Warning! Will Robinson! Warning!
You may be catching an infection of the virus seen often in this
discussion:
"X is great"
  "no X isn't, and here's 10 reasons why not"
"well, then X could really be something else, so X is still great."

As I've noted all along, I've analyzed the WIZ as more-or-less defined,
not as it might be if it were mostly different :-)

I read the description of WIZ, starting with:

http://www.steve.bush.org/WizdomR&D/pg000100.html

Which claims simplicity, and superiority, among other things by having
zero decoding at the Instruction Register, offering a "7GHz WIZ,
without trying."

The block diagram clearly shows how it is supposed to work:
"When any register decodes its own register number on the upper
(source) bits of the register address bus, it puts its data onto the
inter-register bus (shown on the left). When any register decodes its
own register address on the lower (destination) bits of the register
address bus, it receives data from the inter-register bus."  That's
pretty clear.

Great flexibility is claimed in the WIZ pages about having whatever
registers you want, with whatever numbers you want ... i.e., like the
way you'd do #defines in C for tags whose values need only be distinct
....but the exact opposite of tightly-designed, easy-to-decode
instructions that drive specific, dedicated buses and control lines
[what real CPU designers do.]

This can be seen in the worked-out example:

http://www.steve.bush.org/WizdomR&D/pg003309.html

There is zero hint of arranging bits for reasonable decoding, becuase
the IR doesn't decode anything.
We find the following defines, annotated by me to show the binary
values:
                                    binary
define SKIPIF-LE            = 120   0111 1000  <= Oh, great!

define ADDER1-A             = 121   0111 1001
define ADDER1-B             = 122   0111 1010
define ADDER1-minusB        = 123   0111 1011
define ADDER1-sum           = 124   0111 1100

define ADDER2-A             = 125   0111 1101
define ADDER2-B             = 126   0111 1110
define ADDER2-minusB        = 127   0111 1111
define ADDER2-sum           = 128   1000 0000   <= Oh, great!

§ Supplied information
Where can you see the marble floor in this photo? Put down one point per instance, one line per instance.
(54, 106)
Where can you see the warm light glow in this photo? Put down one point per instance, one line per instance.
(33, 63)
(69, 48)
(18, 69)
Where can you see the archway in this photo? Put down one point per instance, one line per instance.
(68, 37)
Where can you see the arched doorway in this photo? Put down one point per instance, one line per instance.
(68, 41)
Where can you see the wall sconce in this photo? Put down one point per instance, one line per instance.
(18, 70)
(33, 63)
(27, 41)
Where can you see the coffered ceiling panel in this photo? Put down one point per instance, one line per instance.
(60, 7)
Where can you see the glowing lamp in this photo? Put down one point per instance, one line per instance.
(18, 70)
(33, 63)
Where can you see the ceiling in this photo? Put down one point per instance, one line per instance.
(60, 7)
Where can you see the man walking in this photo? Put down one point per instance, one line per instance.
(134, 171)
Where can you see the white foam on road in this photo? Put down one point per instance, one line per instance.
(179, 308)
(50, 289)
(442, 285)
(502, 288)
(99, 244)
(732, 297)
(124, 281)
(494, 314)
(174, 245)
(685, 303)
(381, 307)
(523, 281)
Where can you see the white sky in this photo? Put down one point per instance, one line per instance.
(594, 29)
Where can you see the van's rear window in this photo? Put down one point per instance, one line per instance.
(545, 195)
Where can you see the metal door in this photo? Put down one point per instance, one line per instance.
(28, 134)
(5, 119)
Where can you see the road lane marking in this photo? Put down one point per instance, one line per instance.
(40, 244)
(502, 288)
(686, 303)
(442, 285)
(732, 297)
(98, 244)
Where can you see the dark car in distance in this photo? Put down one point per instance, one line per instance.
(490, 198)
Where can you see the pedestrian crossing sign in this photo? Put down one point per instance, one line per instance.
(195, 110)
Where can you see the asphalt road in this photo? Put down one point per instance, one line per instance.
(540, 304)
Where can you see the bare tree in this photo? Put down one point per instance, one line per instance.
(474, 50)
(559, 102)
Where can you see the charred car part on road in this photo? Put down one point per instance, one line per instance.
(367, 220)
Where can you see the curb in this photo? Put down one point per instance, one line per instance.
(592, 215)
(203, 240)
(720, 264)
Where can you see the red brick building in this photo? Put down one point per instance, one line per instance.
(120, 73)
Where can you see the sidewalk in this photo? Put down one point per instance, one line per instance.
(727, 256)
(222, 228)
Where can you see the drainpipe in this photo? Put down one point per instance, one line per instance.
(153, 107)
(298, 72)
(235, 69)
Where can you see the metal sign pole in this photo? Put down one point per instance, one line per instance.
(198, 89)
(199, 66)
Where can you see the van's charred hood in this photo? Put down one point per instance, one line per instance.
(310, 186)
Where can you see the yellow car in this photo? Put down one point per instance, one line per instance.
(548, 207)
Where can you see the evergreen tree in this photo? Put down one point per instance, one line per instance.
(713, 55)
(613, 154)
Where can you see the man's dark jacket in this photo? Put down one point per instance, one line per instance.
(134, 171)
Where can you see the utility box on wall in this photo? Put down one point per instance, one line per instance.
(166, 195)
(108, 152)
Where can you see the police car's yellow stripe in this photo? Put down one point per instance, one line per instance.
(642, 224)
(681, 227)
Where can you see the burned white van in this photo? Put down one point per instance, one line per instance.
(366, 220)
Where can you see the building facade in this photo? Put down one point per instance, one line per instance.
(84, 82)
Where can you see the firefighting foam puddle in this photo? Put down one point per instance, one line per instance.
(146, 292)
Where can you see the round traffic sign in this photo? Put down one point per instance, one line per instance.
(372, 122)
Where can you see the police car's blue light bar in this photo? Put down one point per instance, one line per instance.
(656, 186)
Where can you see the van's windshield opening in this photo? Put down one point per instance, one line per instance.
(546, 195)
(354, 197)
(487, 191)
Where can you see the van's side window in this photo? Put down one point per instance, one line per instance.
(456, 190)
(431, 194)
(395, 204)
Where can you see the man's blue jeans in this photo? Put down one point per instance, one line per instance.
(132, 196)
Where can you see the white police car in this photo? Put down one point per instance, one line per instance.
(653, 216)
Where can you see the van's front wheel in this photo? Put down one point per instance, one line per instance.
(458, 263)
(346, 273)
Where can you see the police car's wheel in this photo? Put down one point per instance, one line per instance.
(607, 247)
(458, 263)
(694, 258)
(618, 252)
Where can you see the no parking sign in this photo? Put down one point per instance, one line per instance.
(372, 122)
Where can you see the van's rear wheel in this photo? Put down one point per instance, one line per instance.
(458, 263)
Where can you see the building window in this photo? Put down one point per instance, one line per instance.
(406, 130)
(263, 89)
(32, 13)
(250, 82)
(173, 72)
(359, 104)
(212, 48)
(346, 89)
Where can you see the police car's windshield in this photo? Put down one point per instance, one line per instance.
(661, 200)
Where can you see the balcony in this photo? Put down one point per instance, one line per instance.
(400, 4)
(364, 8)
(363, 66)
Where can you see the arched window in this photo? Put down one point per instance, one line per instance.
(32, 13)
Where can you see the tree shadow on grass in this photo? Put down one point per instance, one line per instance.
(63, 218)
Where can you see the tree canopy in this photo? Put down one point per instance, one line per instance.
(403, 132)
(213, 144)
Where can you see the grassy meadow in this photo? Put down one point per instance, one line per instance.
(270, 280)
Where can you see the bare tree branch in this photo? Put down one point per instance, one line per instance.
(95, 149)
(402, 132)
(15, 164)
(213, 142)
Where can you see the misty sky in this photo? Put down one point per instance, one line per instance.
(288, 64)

§ Assignment
In the post about the WIZ design, transcribe the passage that begins with "This can be" and ends after "doesn't decode anything.", leaving every character unchanged.

§ Solution to this task
This can be seen in the worked-out example:

http://www.steve.bush.org/WizdomR&D/pg003309.html

There is zero hint of arranging bits for reasonable decoding, becuase
the IR doesn't decode anything.